## Objective 1
In the article on hypotheses:
(a) What kinds of qualitative data does it list?
(b) What three things will a hypothesis clearly state?
(c) What should you first ask yourself when beginning to craft a hypothesis?

## Article
....
A strong hypothesis is the cornerstone to any meaningful and effective test. Every hypothesis that is proven or rejected provides your business with valuable insights behind visitor behavior and continues to drive your optimization plan while supporting company goals and objectives.

Remind me, what exactly is a hypothesis?

Before we dive into the components and best practices you should keep in mind when crafting your hypothesis, let’s first discuss what exactly a hypothesis is. If you type “hypothesis” into Google, you’ll likely receive a definition similar to the below:

“Hypothesis: a supposition or proposed explanation made on the basis of limited evidence as a starting point for further investigation.”

In simpler terms, a hypothesis is a prediction you make before running an experiment or test. It is a statement that addresses a specific problem or question while also providing a suggested solution. 

Hypotheses should be informed by quantitative data (web analytics, past test data, campaign insights, audience insights, heat maps) and/or qualitative data (user testing, focus groups, customer support feedback). The hypothesis created based on this information will clearly state what is being altered, what the predicted outcome of this alteration will be, and the rationale behind that prediction. 

Ultimately, the outcome of the test will either prove or disprove your hypothesis.

So, how do I create my own hypothesis?

When beginning to craft your hypothesis, you’ll want to first ask yourself what the problem, question or reason for testing is. Once that is defined, you can then outline a clear description of what is being changed to address this reason, ending with the results you expect to see from this change.
....
## Given entries
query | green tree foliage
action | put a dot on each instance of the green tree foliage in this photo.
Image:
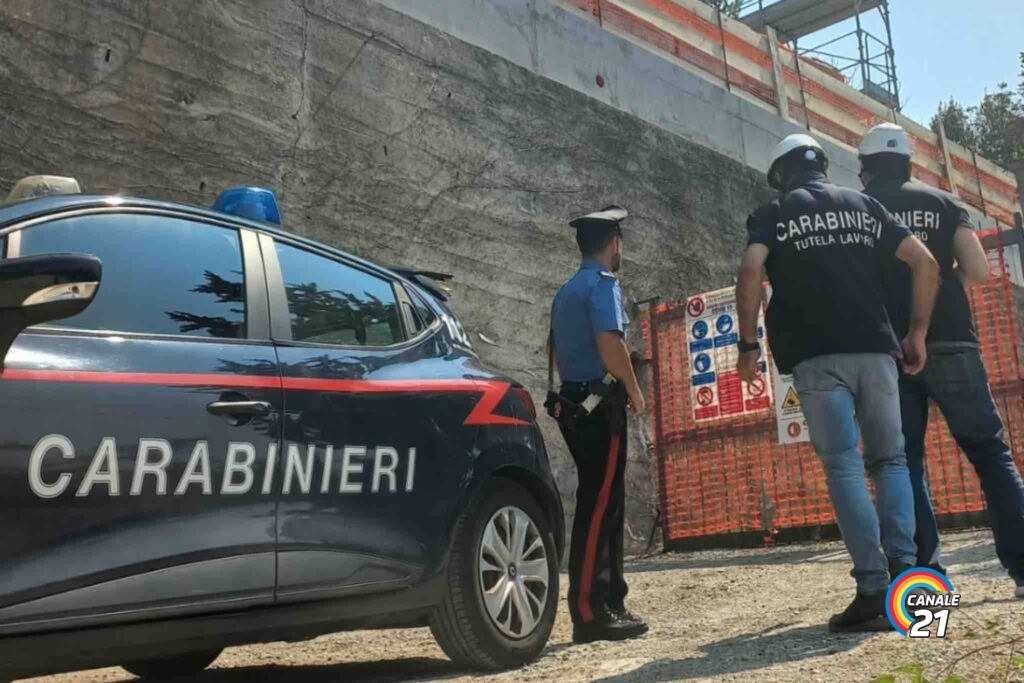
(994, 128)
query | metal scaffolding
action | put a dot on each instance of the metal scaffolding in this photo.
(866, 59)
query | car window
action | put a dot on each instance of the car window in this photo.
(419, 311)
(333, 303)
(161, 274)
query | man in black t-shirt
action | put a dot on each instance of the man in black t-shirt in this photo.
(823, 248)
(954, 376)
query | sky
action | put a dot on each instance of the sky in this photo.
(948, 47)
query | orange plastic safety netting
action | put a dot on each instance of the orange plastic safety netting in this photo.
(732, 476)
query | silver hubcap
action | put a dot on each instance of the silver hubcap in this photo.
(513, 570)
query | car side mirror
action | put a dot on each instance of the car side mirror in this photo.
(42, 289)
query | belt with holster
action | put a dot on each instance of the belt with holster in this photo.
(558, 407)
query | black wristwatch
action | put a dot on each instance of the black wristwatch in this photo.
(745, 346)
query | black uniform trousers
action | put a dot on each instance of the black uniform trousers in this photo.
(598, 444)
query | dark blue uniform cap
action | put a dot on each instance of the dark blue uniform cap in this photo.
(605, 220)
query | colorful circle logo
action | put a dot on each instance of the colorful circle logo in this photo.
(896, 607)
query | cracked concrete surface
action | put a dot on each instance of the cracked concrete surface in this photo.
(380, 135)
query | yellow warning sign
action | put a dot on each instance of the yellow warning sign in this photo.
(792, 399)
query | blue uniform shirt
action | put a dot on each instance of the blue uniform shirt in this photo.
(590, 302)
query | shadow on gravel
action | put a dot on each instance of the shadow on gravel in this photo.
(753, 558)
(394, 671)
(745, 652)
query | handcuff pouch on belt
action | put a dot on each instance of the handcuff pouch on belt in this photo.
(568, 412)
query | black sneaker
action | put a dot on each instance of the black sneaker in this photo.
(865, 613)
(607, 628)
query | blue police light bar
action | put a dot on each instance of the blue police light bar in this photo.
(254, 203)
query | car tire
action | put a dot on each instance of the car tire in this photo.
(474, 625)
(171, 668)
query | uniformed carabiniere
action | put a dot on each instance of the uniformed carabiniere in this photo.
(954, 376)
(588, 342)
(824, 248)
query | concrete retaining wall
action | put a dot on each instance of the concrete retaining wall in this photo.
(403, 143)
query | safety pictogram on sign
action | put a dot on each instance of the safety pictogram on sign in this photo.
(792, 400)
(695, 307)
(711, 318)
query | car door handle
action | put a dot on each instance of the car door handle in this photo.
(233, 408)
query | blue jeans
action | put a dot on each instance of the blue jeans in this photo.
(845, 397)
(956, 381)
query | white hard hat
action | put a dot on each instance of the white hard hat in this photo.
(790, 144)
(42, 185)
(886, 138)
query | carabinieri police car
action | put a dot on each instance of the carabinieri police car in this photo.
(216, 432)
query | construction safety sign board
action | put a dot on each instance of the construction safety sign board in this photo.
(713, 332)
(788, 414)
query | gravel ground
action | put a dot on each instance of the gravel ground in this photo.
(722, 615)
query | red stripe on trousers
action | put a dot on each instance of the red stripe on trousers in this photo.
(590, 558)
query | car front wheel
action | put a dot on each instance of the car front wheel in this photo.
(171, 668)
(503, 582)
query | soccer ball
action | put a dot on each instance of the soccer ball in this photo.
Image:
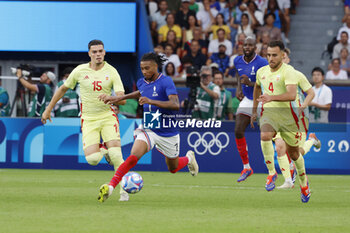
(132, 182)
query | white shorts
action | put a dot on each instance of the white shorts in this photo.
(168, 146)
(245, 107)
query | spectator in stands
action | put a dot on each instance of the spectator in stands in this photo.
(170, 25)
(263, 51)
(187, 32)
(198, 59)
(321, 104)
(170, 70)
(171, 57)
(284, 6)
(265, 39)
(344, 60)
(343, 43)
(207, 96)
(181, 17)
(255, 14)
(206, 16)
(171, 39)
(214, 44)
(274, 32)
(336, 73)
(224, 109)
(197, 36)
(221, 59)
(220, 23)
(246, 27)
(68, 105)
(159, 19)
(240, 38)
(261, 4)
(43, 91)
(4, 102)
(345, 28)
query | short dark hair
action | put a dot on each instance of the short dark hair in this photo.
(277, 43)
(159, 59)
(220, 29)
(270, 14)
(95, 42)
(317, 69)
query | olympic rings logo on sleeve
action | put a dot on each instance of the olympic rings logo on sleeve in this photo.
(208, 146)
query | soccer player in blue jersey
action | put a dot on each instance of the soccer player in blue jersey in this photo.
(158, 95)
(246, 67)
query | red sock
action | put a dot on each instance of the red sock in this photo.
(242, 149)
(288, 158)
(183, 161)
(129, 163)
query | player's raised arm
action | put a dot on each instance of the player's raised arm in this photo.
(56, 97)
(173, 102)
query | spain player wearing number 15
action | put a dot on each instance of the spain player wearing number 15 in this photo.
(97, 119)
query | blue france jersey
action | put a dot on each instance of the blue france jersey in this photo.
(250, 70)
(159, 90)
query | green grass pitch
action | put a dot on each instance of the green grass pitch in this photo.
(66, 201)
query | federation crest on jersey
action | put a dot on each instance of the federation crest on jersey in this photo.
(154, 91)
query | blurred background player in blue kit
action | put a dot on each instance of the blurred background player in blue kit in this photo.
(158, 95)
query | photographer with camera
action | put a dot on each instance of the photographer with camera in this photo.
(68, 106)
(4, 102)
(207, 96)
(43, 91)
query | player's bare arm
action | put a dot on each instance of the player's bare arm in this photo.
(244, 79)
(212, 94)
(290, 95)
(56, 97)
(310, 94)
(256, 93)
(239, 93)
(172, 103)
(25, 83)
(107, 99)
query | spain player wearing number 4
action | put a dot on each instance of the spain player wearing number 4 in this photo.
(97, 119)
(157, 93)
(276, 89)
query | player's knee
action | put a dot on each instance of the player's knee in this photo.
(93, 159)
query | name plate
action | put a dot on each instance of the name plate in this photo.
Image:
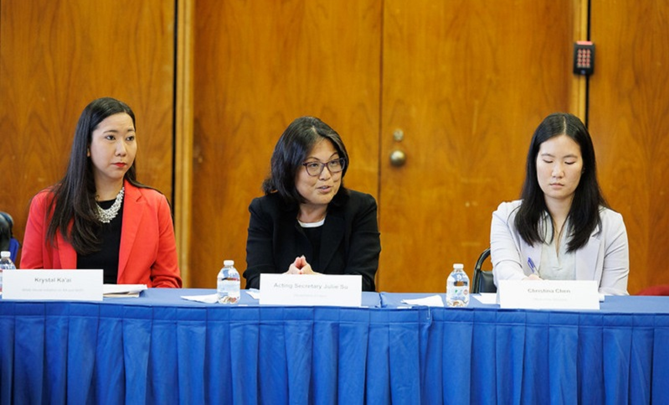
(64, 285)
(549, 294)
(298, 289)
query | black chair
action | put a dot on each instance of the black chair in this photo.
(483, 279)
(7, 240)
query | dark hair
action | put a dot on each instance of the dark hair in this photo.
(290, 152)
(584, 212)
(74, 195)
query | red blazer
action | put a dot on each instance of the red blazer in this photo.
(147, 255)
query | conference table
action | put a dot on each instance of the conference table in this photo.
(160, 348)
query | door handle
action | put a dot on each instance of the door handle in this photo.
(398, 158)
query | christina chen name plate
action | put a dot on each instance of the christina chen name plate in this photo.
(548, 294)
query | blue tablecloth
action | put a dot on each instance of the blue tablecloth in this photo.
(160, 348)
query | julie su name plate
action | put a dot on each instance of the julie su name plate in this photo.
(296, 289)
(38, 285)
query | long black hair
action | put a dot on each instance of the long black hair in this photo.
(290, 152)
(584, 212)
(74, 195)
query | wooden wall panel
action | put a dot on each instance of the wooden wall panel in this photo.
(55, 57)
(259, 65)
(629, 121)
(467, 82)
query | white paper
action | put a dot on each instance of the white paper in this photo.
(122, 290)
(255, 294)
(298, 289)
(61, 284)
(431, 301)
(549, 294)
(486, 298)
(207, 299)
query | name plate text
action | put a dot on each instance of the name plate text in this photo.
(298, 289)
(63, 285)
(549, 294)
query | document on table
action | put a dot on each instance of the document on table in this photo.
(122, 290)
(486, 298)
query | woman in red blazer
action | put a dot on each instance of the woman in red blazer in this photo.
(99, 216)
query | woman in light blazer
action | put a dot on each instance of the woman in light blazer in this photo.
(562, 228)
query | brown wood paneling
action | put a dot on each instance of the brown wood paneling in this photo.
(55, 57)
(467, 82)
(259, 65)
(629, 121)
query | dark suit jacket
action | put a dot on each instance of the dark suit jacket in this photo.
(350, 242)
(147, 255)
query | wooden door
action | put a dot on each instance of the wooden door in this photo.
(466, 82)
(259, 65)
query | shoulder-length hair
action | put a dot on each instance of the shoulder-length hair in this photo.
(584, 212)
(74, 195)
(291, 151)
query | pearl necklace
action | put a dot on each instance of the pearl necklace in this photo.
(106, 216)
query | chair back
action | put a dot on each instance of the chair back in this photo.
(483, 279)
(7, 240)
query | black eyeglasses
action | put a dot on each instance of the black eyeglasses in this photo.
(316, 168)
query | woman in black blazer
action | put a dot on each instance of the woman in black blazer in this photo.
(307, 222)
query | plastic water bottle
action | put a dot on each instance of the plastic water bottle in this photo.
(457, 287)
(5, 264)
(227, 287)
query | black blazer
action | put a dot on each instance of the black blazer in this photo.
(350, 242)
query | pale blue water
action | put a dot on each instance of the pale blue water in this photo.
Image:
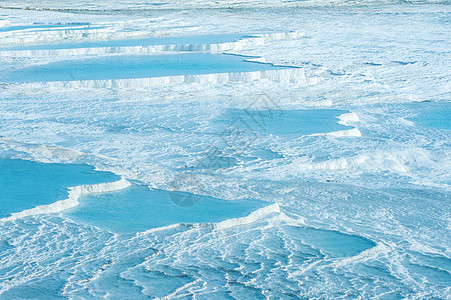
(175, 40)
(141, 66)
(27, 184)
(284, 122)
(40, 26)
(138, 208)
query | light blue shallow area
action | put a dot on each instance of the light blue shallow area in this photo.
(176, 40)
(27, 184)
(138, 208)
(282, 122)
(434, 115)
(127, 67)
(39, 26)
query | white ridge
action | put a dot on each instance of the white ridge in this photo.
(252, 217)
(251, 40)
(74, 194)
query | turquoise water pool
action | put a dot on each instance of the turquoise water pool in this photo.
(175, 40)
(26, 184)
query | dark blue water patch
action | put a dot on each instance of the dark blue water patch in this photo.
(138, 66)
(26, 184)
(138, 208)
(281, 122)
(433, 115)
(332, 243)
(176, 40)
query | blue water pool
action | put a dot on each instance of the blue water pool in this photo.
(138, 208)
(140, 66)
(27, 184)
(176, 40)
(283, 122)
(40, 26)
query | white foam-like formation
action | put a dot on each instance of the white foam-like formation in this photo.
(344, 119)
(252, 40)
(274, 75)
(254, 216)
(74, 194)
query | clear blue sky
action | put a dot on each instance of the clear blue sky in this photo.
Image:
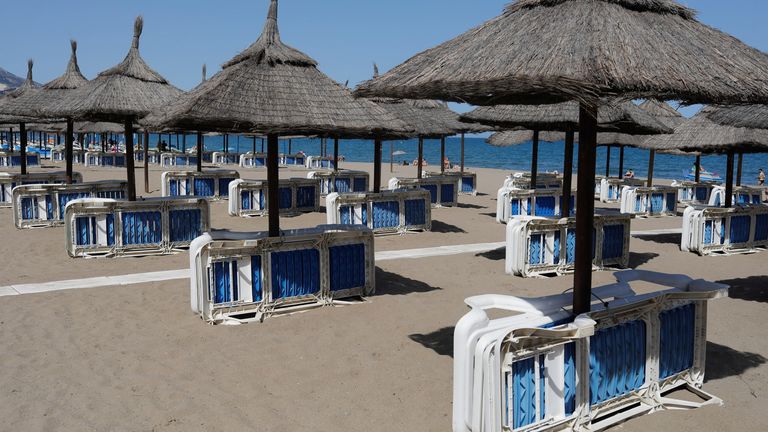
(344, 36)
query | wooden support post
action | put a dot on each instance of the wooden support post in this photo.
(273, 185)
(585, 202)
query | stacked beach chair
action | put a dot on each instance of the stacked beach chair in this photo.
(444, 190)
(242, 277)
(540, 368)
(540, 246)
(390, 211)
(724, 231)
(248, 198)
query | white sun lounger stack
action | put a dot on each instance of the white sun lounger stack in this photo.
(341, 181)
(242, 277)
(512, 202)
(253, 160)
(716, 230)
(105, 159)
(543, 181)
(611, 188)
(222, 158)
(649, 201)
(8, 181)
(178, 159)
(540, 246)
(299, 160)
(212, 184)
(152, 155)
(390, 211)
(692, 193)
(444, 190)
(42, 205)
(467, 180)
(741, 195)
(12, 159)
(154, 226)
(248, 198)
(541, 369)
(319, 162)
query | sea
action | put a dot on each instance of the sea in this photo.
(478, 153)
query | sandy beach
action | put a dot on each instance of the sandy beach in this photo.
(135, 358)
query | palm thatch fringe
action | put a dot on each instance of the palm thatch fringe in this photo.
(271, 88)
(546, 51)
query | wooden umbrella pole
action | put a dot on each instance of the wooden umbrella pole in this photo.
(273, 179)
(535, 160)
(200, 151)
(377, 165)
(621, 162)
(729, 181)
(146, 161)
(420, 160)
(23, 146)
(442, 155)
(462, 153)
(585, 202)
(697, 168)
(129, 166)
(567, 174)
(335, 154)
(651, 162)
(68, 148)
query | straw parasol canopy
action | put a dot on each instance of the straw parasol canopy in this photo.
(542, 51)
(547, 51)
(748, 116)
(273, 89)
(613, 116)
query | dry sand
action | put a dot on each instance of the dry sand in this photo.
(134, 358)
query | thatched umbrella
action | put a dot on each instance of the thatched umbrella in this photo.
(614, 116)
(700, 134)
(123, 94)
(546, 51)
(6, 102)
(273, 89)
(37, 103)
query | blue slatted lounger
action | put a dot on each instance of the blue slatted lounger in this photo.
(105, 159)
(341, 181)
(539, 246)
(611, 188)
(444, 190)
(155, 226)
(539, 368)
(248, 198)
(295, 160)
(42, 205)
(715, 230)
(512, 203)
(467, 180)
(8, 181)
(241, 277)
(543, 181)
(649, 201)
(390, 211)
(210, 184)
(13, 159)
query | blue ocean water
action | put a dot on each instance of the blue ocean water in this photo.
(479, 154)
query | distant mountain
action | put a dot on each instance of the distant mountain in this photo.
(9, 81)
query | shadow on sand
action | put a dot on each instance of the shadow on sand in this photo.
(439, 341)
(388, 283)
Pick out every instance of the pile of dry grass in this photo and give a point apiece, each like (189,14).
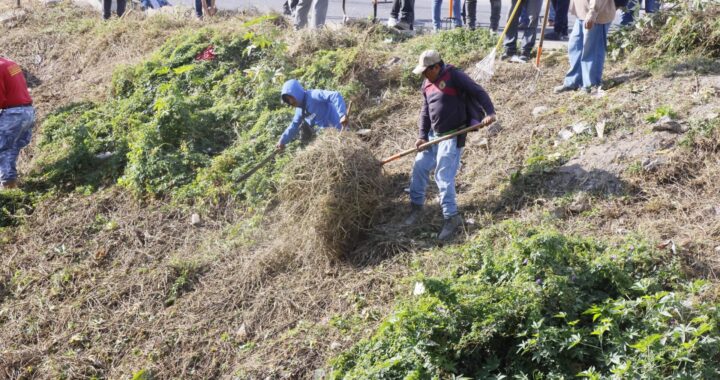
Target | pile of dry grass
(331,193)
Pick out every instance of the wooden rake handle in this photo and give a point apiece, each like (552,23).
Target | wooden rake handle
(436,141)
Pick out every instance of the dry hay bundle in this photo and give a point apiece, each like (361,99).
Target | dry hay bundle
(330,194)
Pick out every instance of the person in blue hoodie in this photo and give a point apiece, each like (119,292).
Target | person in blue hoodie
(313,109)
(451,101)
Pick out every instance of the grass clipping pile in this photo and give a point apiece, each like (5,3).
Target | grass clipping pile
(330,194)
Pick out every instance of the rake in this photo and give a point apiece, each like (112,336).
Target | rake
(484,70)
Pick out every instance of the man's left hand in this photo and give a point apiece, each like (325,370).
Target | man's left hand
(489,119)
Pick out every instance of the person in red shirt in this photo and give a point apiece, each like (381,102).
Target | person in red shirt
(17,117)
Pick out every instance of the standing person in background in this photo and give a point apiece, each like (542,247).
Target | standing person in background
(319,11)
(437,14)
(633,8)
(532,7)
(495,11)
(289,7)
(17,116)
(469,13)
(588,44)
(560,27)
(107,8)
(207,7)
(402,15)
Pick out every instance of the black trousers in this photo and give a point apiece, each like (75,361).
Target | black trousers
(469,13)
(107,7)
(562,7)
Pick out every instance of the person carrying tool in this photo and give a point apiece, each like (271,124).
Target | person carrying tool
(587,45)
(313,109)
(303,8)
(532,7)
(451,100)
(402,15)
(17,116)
....
## Objective 2
Reproduce the entries from the line containing "Pick out every instance of the grass" through the end of the entries, requests included, and offset each coordinate in the answers by -37.

## Full response 1
(a) User testing, focus groups, and customer support feedback.
(b) What is being altered, what the predicted outcome of this alteration will be, and the rationale behind that prediction.
(c) What the problem, question, or reason for testing is.

## Full response 2
Pick out every instance of the grass clipping pile in this photo and give a point apiece, each like (5,3).
Target | grass clipping pile
(293,157)
Pick out every instance of the rake in this photo and give a point apiece, each like (112,336).
Target | rake
(447,33)
Pick out every instance of the man's left hand in this photo and give a point apiece, each like (325,370).
Target | man's left hand
(452,82)
Pick out every instance of the person in red shirt in this photo and give a point apiece, each like (381,102).
Target | person in red shirt
(-20,80)
Pick out every instance of the standing person in background in this photo and give a point apiece, each like (542,247).
Target | standing person in background
(282,-26)
(400,-23)
(596,-29)
(495,-30)
(458,-26)
(252,-30)
(-20,79)
(432,-24)
(551,7)
(523,-10)
(70,-29)
(170,-30)
(365,-22)
Pick out every instance of the black trousers in this photo and give a point apiece, each like (75,361).
Target | black trousers
(432,-24)
(70,-30)
(525,-30)
Pick out every instance of the person carrying tool in this photo and give a point apiece, each like (271,124).
Target | person carrying tool
(550,8)
(276,72)
(266,-29)
(495,-30)
(414,63)
(365,-22)
(-20,79)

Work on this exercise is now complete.